#### [Records for the exercise]
────────────────
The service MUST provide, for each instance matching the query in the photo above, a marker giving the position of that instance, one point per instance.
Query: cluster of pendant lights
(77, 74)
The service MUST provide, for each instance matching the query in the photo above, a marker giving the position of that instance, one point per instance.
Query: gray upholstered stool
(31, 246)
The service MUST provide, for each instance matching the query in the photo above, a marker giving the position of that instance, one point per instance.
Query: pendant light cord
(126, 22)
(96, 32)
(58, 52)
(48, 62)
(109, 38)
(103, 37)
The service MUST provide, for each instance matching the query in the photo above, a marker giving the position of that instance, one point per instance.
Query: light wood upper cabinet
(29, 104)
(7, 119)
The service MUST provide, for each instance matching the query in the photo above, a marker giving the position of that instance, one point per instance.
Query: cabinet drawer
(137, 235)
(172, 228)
────────────────
#### [Task to complete]
Please output the complete data exactly.

#### [Solution for this exercise]
The service MUST provide, for each instance matching the query in the photo above, a marker giving the position of that instance, one point per instance.
Query: cluster of pendant lights
(77, 74)
The service MUST provide, for each instance matching the query in the photo above, a marker giving the position of that instance, one point per instance.
Query: gray upholstered stool
(31, 246)
The service MUST provide, for each instance matching the query in the photo above, a marker giving the position of that instance, one point per instance.
Query: pendant light cord
(126, 22)
(96, 32)
(58, 52)
(48, 62)
(109, 38)
(103, 37)
The service MUST provide, for each instance matching the query in the photo above, a marker giving the position of that instance, one point per instance.
Query: light wood upper cabinet
(29, 104)
(7, 119)
The service MUST provide, for each instance matching the query in the photo above, a marker giving the position of that instance, one point per instance.
Query: cabinet drawer
(137, 235)
(172, 228)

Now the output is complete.